#### [Prompt 1]
Answer these questions about the Gracie review, one line each, marked the same way:
(a) In what year and state is Gracie growing up?
(b) Who plays her father, Bryan?
(c) Why does she sneak into the boys' weight room to train?
#### [Prompt 2]
Pick up the Gracie review from where it stops and keep writing.

#### [Excerpt]
┌────────

Before girls could Bend It Like Beckham on their own soccer teams, there was no place for them to play or be taken seriously. GRACIE is a story about how all that changed, and it's a fast-paced sports movie to boot. Fifteen-year-old Gracie Bowen (Carly Schroeder) is growing up in 1978 New Jersey surrounded by her soccer-obsessed dad and brothers. When her brother dies in a car accident early in the movie, Gracie is destroyed -- but also determined. One day she walks into the dining room and puts her family on notice: She plans to honor her brother's death by joining the varsity soccer team ... so she can beat the team to which her brother lost his last game. The problem? Oh, just a couple of small matters: first, that the school doesn't have a girls' soccer team and, second, the utter chauvinism of both the school and her family. "It's this simple," her dad Bryan, played by the wonderful Dermot Mulroney, declares. "You're not tough enough." (For anyone who's ever wanted their parents' approval, watching Gracie literally beg her father to help is heartbreaking.) So Gracie decides to go after it herself. She trains in isolation, sneaking into the boys' weight room before school starts (the girls' gym doesn't have weights) to strength-train. But can she convince her father, her brothers, and even her mother -- not to mention her schoolmates -- that she's good enough to try out and play on the varsity team?
Is it any good?

└────────

#### [Supplied data]

┌────────

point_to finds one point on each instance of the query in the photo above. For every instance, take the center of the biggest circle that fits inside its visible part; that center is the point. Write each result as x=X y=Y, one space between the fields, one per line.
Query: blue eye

└────────

#### [Written response 1]
(a) 1978, New Jersey
(b) Dermot Mulroney
(c) The girls' gym doesn't have weights.

#### [Written response 2]
There are great things about this film's admittedly predictable plot. Gracie is a real teen, full of rebellion, bad decisions, and moping along with her more-inspiring traits -- in other words, she's someone that teens can probably relate to and that parents can knowingly roll their eyes over. And the movie has great music, including Bruce Springsteen (hey, it's set in Jersey, after all!). Plus, it's based on the real experience of co-star Elisabeth Shue, who was the only girl on her high school soccer team. That's pretty cool.
Perhaps most importantly, this is a truly great sports movie. The extensive field-action scenes aren't drawn out or laborious. They're quick, well-shot, and get even the most anti-sports viewer caught up in the thick of it. Don't be surprised if you find yourself ducking and weaving as Gracie makes her way down the field. It's enthralling and really makes it clear why Gracie loves the game so much. The film's only downside is its heavy-handed preaching about Title IX, which requires that girls be given equal sports opportunities. Yes, this is a debate that really happened, and yes, it's a great education for kids who didn't know there was a time when people didn't think girls could play soccer. But it's also blatant and not nearly as much fun as the rest of this well-told story.
Talk to your kids about ...
Families can talk about how the perception of girls playing sports has changed since the 1970s, both in real life and in the media. How are girls and women portrayed in contemporary sports movies? Kids: How do people at your school talk about girls who play sports? Are any of the stereotypes or assumptions made about the girls in this movie still in effect today?